--- start of Document text ---
[pgpool-general: 2507] Re: Help error code e1012 on pgpool II 3.3.0 while clicking Recovery button

Thu Jan 30 22:27:14 JST 2014

Thanks a million Sir, you have been of great help to me and also a quick suggestion from my team lead which finally solved this long impending issue. Cheers!!!

I just installed fresh latest postgres-9.3.2 from source, latest pgpool-II-3.3.2 and pgpoolAdmin-3.3.0. 

The e1012 was resolved by adding a line just before rsync command in both the "basebackup.sh" files of postgres servers. Thats it and my pgpool with streaming replication worked like a charm. 

this is the extra "basebackup.sh" line added from the suggestion of my team lead

***************************************************

ssh -T $recovery_node_host_name rm -rf $recovery_db_cluster/pg_xlog 

*****************************************************
I will definitely need your expert guidance and support in my future testing and performance tuning phases of postgres and pgpool.

Thanks and Regards,
Syed Irfan.Sr. Developer

On Thursday, 30 January 2014 5:21 AM, Tatsuo Ishii <ishii at postgresql.org> wrote:

It seems the cause of your problem is apparently this:

> /usr/local/pgsql/data/basebackup.sh: line 33: psql: command not found

Please fix it.

Best regards,
--
Tatsuo Ishii
SRA OSS, Inc. Japan
English: http://www.sraoss.co.jp/index_en.php
Japanese: http://www.sraoss.co.jp

> Dear Tatsuo,
> 
>       Thanks for your reply, I have followed your recommendations and this time the errorcode e1012 pops up not on the third try but on the second try and within 2 seconds of clicking the recovery button. 
> 
> First Try of Recovery button when primary was down
> Recovery success on 172.16.80.49(when it was down manually) the backup log of 172.16.80.47 is as follows
> 
> ******************************************************************
>  pg_start_backup 
> -----------------
>  1/3C000020
> (1 row)
> 
> mkdir: cannot create directory `/usr/local/pgsql/data/pg_xlog': File exists
> NOTICE:  WAL archiving is not enabled; you must ensure that all required WAL segments are copied through other means to complete the backup
>  pg_stop_backup 
> ----------------
>  1/3C0000D8
> (1 row)
--- end of Document text ---
| Exercise requirements |
(a) In the pgpool forum thread, write out the passage starting at "Please fix it." and ending at "the recovery button.", replacing "errorcode" with "error code".
(b) Answer these questions from the pgpool forum thread:
(i) Which versions of postgres, pgpool-II and pgpoolAdmin did Syed Irfan install?
(ii) Which error line did Tatsuo Ishii identify as the apparent cause of the problem?
(iii) After following Tatsuo's recommendations, on which try and how soon after clicking the recovery button did error code e1012 appear?
--- start of Data ---
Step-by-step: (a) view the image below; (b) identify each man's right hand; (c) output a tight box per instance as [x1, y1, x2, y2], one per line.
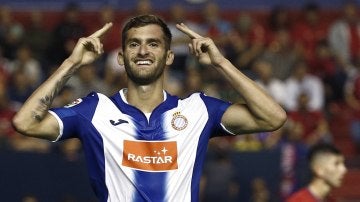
[68, 23, 112, 66]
--- end of Data ---
| Exercise responses |
(a)
Please fix it.

Best regards,
--
Tatsuo Ishii
SRA OSS, Inc. Japan
English: http://www.sraoss.co.jp/index_en.php
Japanese: http://www.sraoss.co.jp

> Dear Tatsuo,
> 
>       Thanks for your reply, I have followed your recommendations and this time the error code e1012 pops up not on the third try but on the second try and within 2 seconds of clicking the recovery button.

(b)
(i) postgres-9.3.2, pgpool-II-3.3.2 and pgpoolAdmin-3.3.0.
(ii) "/usr/local/pgsql/data/basebackup.sh: line 33: psql: command not found"
(iii) On the second try, within 2 seconds of clicking the recovery button.